What is needed: The answer must be every line below that holds the word "windmill".
= Beginning of Section =
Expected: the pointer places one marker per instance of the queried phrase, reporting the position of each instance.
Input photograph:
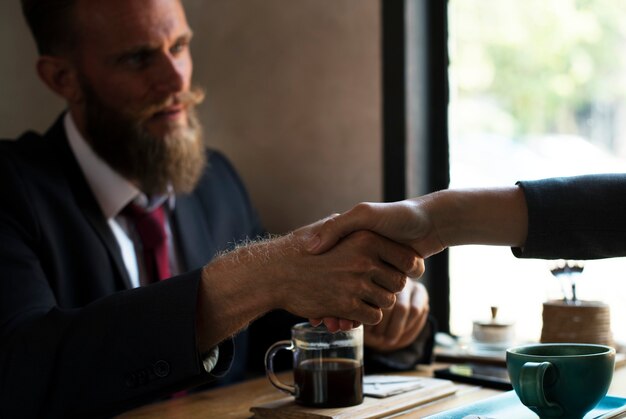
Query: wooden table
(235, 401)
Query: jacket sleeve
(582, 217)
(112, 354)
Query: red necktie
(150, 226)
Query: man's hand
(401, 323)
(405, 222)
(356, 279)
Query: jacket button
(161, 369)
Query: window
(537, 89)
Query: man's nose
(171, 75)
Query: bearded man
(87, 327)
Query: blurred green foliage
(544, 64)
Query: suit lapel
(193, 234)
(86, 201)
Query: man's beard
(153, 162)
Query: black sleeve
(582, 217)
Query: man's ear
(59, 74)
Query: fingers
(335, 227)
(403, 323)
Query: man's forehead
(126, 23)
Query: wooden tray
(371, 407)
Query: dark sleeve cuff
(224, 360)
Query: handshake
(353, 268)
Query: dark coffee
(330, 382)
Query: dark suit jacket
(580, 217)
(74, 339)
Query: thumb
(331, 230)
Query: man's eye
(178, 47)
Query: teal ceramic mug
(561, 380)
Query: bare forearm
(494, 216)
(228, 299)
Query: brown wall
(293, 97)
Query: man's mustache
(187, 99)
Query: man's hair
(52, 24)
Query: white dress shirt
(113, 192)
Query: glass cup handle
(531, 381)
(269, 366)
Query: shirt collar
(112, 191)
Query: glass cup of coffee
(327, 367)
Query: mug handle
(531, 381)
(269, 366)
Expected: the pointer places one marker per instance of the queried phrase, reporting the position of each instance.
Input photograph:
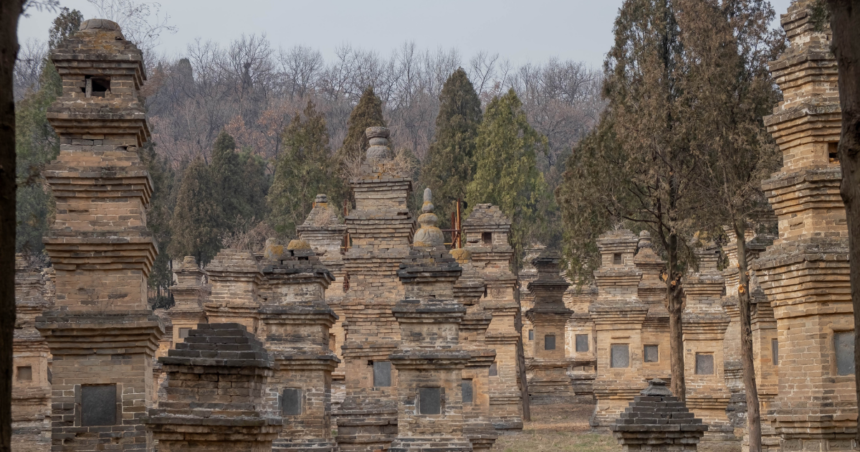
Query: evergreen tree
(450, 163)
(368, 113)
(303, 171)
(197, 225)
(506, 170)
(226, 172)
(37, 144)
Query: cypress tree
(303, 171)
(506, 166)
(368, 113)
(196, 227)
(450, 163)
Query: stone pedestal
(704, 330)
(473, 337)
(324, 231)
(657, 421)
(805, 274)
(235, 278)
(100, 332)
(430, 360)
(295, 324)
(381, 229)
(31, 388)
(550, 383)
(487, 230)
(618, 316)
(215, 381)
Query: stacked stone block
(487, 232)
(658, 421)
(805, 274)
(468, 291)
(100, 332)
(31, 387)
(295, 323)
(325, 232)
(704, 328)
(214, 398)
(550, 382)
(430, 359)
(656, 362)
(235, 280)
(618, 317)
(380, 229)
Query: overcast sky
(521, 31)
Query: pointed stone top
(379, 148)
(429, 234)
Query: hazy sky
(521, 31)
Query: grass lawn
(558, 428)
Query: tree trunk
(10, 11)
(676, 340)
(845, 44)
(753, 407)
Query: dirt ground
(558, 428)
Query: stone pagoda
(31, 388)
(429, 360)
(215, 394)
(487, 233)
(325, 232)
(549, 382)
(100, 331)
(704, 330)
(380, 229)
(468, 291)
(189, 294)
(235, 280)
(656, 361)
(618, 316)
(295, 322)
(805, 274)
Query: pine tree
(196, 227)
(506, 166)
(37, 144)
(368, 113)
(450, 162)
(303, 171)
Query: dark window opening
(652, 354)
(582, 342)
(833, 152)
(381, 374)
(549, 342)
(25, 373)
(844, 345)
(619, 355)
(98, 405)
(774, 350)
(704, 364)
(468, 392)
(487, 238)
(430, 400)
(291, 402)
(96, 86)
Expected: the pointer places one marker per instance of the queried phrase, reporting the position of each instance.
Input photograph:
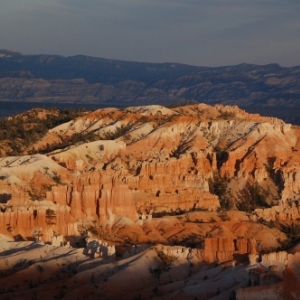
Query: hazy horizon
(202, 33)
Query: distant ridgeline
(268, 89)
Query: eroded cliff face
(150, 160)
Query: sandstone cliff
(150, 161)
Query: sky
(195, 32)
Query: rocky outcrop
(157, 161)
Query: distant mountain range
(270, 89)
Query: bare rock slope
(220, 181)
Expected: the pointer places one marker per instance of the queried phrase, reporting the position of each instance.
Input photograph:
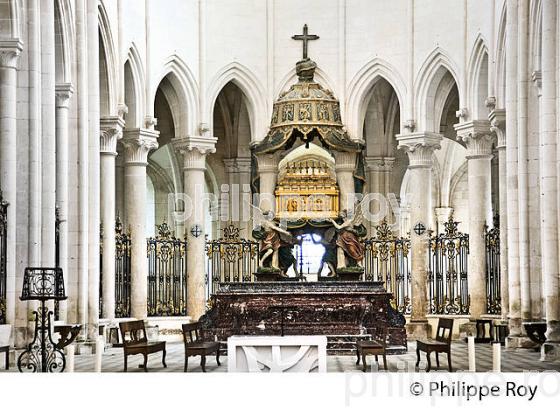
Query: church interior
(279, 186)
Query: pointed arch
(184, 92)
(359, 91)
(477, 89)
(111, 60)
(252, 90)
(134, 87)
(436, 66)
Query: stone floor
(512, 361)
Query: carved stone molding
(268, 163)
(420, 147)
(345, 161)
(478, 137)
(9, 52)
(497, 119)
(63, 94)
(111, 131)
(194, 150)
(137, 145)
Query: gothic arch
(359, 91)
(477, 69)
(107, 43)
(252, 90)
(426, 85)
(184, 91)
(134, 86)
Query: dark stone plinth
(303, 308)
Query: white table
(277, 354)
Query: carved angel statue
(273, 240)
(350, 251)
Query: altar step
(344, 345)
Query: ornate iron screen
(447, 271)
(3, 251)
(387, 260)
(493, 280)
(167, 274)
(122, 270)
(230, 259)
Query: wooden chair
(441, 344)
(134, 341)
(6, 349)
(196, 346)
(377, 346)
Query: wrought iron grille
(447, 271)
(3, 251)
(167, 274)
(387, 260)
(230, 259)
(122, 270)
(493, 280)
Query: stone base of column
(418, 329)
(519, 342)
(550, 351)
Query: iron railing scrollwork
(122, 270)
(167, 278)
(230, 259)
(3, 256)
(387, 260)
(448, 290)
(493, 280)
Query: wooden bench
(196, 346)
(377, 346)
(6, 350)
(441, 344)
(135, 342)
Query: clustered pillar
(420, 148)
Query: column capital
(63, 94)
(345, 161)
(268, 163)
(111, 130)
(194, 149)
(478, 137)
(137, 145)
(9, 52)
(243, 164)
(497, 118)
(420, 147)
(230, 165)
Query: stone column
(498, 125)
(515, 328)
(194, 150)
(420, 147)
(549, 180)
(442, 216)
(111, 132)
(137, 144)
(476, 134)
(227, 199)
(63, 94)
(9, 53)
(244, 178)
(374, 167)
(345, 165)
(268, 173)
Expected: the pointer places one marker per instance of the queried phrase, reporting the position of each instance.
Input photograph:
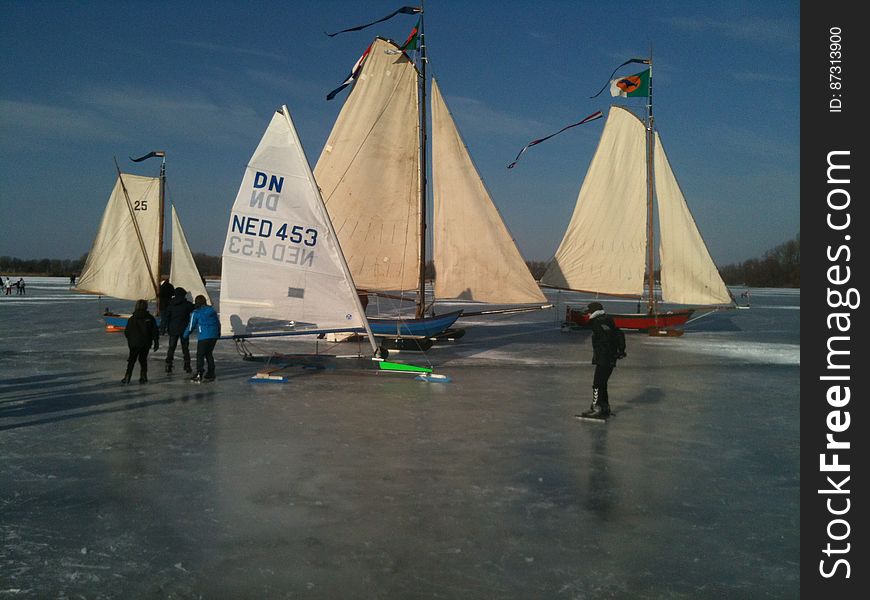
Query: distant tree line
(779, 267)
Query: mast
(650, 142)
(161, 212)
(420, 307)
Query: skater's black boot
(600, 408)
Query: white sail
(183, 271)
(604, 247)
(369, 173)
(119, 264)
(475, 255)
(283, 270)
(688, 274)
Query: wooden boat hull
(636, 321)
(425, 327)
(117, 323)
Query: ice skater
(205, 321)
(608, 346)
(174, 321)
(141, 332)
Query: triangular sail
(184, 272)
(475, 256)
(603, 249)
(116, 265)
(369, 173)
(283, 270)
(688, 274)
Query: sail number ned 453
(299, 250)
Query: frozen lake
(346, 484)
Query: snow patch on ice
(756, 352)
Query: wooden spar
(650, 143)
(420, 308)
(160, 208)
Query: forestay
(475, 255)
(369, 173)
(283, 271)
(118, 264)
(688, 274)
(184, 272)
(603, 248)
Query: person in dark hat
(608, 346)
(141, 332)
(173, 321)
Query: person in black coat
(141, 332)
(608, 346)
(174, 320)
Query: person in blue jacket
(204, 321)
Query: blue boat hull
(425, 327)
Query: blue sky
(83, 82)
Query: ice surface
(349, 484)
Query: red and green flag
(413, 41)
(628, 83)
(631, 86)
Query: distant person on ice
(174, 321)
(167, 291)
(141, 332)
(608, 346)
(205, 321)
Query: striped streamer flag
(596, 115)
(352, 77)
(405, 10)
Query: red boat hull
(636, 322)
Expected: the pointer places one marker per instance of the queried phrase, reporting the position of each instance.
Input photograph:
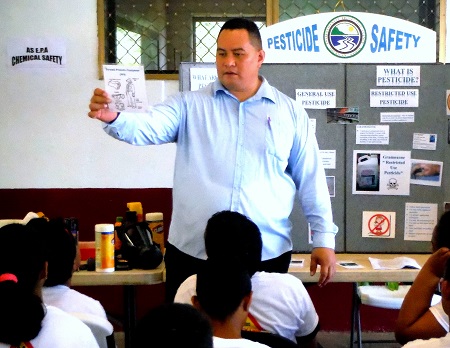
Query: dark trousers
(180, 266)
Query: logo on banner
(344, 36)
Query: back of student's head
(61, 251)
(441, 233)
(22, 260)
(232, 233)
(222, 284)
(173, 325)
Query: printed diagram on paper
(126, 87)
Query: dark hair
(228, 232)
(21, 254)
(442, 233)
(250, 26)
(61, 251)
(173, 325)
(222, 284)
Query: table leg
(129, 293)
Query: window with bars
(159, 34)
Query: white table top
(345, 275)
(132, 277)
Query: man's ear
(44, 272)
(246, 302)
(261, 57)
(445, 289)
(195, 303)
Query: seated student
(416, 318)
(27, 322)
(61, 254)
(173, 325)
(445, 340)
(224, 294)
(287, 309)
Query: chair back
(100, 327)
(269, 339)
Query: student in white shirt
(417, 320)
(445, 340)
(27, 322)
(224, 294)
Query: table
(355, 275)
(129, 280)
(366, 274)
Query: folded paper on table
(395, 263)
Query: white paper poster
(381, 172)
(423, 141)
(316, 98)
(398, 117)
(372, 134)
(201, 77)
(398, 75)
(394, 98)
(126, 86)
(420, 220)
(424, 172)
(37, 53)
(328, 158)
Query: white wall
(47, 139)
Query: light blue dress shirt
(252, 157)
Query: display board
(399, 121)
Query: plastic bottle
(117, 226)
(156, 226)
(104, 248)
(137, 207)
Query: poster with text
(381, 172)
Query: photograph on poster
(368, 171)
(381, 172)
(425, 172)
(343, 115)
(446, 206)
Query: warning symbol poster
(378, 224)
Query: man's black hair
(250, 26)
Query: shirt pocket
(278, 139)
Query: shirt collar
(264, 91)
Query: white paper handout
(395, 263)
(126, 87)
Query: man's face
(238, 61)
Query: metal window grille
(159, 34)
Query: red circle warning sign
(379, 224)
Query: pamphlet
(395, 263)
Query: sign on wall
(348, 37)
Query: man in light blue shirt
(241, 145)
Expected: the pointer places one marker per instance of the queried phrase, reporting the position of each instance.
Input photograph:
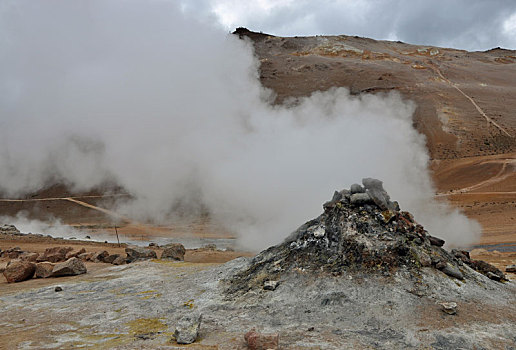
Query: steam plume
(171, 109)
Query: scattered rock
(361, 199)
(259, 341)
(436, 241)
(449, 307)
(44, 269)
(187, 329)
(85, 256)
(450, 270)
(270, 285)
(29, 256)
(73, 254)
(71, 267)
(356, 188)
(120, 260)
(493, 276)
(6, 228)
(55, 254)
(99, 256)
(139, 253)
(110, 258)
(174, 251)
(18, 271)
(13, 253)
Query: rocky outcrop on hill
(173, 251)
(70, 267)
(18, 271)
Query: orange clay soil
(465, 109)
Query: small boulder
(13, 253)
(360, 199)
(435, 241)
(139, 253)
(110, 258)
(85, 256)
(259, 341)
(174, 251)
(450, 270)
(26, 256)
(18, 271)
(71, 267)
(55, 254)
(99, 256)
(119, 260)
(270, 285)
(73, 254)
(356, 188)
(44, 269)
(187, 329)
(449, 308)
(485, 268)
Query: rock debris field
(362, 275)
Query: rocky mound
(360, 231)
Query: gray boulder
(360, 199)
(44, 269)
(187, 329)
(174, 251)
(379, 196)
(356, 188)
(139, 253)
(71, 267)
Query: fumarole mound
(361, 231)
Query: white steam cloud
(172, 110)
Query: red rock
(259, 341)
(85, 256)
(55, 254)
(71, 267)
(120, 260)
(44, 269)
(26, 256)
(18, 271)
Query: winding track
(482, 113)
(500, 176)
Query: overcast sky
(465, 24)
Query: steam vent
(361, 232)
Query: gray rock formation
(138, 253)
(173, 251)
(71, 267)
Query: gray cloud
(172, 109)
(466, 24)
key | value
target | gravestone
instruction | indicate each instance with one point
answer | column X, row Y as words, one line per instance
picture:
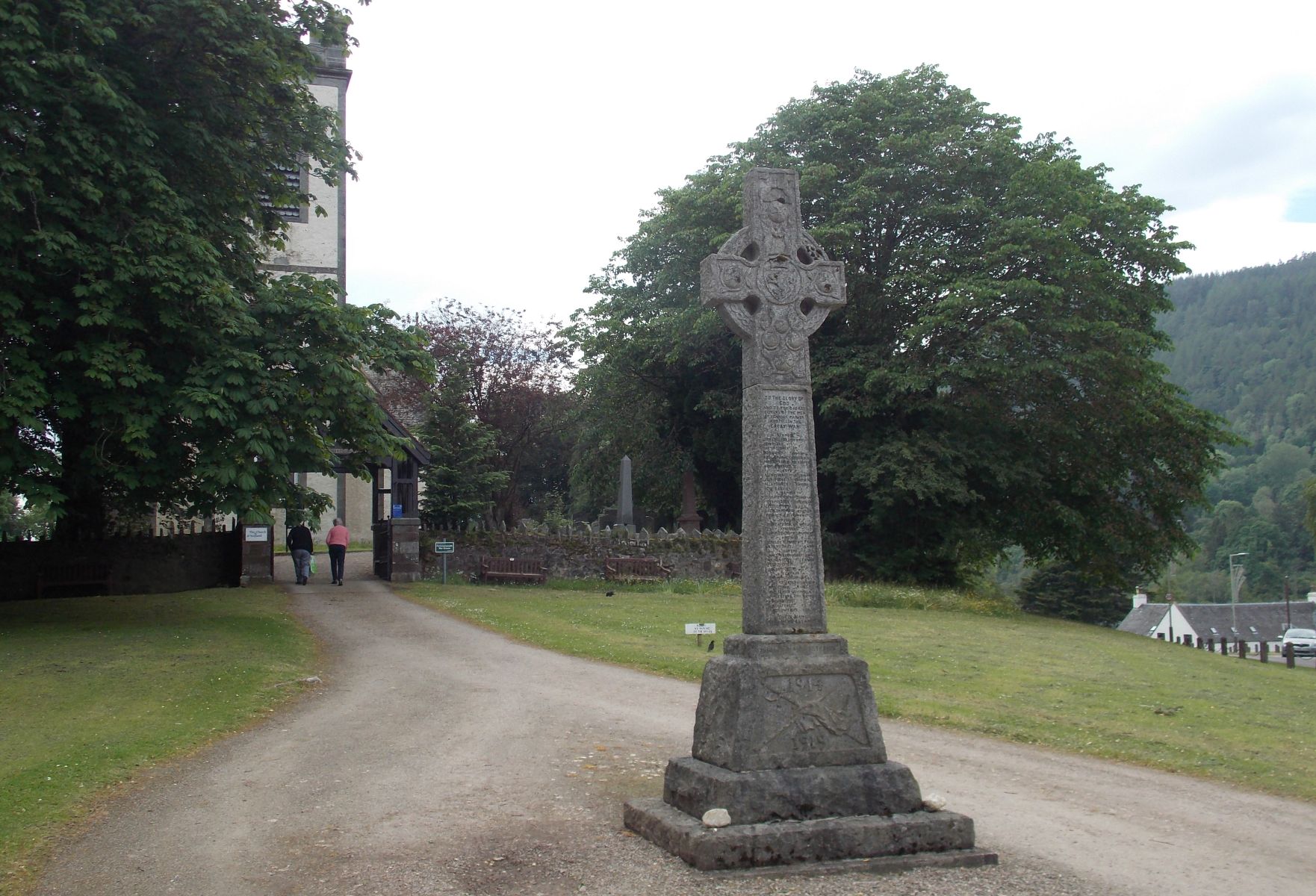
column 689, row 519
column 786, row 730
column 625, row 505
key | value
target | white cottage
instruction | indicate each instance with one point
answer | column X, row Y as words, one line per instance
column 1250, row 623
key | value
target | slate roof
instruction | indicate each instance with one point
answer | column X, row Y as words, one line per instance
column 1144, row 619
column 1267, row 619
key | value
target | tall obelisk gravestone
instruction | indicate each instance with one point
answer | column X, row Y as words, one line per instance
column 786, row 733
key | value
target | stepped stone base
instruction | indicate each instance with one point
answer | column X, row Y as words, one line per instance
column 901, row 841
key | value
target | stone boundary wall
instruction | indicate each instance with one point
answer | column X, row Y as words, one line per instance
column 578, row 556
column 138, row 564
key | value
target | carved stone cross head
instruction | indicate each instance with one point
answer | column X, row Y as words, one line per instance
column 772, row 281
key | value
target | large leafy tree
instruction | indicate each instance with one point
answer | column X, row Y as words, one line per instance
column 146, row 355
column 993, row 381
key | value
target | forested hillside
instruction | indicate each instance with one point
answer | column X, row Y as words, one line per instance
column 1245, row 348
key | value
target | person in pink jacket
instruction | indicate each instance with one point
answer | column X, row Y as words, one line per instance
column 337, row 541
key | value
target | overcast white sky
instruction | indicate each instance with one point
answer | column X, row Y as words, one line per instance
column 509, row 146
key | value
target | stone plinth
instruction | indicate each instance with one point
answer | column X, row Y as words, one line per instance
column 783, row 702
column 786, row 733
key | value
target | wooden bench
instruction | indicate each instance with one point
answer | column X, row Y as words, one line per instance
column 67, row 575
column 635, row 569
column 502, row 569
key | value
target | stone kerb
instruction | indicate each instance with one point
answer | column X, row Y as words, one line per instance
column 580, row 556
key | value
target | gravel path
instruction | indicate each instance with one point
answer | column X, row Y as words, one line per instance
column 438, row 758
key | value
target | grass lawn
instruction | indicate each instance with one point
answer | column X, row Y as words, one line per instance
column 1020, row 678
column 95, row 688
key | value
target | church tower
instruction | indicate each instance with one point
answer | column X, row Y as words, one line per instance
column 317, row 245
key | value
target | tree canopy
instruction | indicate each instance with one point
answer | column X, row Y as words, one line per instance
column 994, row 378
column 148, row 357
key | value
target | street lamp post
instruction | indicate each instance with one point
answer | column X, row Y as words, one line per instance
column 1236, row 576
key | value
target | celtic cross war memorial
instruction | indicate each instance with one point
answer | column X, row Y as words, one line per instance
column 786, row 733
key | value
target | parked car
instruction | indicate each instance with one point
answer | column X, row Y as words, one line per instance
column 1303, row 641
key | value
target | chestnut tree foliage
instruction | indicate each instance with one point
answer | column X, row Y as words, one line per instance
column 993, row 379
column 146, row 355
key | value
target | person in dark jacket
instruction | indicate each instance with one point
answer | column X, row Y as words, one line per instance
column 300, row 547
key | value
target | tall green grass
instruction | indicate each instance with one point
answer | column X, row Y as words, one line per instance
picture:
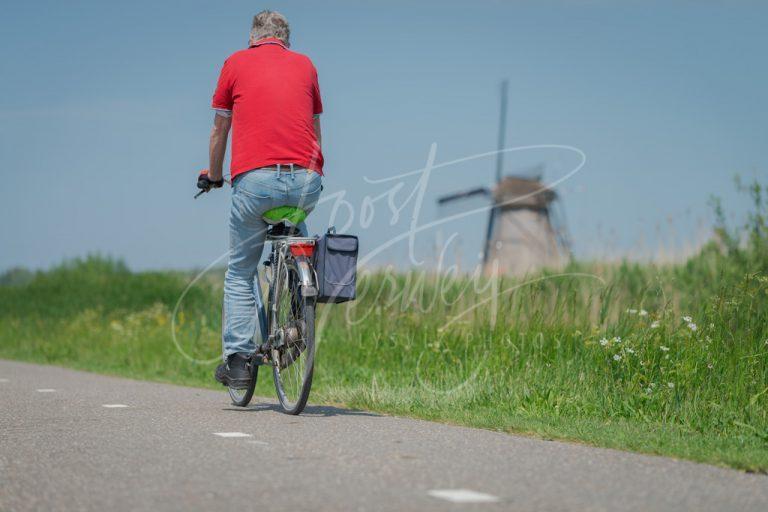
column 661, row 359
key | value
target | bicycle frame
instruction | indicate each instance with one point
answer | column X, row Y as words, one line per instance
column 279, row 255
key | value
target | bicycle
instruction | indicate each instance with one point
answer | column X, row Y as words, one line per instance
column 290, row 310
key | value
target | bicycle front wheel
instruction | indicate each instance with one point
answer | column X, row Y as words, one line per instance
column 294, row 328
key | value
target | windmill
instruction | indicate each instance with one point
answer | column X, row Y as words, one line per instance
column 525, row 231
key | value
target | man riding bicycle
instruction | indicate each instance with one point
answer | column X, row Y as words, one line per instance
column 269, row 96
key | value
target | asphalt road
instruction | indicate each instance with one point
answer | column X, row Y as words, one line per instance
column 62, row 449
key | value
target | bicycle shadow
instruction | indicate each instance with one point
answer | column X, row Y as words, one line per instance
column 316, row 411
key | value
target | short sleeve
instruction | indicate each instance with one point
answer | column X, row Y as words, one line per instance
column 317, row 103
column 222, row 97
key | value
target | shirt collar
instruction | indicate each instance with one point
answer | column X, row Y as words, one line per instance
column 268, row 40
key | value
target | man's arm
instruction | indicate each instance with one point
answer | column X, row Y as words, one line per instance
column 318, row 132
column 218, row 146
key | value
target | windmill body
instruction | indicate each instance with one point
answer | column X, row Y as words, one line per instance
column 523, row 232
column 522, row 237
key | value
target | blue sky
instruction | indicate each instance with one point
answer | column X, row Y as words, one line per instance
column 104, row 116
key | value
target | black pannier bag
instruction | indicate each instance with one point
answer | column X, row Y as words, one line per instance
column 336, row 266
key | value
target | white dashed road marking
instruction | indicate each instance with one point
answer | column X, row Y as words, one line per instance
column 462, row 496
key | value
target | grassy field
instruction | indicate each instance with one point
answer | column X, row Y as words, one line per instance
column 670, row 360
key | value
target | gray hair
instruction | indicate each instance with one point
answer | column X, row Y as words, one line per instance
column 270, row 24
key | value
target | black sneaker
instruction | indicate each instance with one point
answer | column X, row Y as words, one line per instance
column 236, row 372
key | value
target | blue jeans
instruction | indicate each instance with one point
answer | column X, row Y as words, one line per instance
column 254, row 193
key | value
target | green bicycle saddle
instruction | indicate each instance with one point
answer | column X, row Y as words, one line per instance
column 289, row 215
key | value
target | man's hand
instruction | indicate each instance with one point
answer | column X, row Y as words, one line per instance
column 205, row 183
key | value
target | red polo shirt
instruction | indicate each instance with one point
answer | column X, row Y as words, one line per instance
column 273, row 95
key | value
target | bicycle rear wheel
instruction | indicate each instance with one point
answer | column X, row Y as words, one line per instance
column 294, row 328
= End of Section =
Answer below:
target | windmill
target | windmill body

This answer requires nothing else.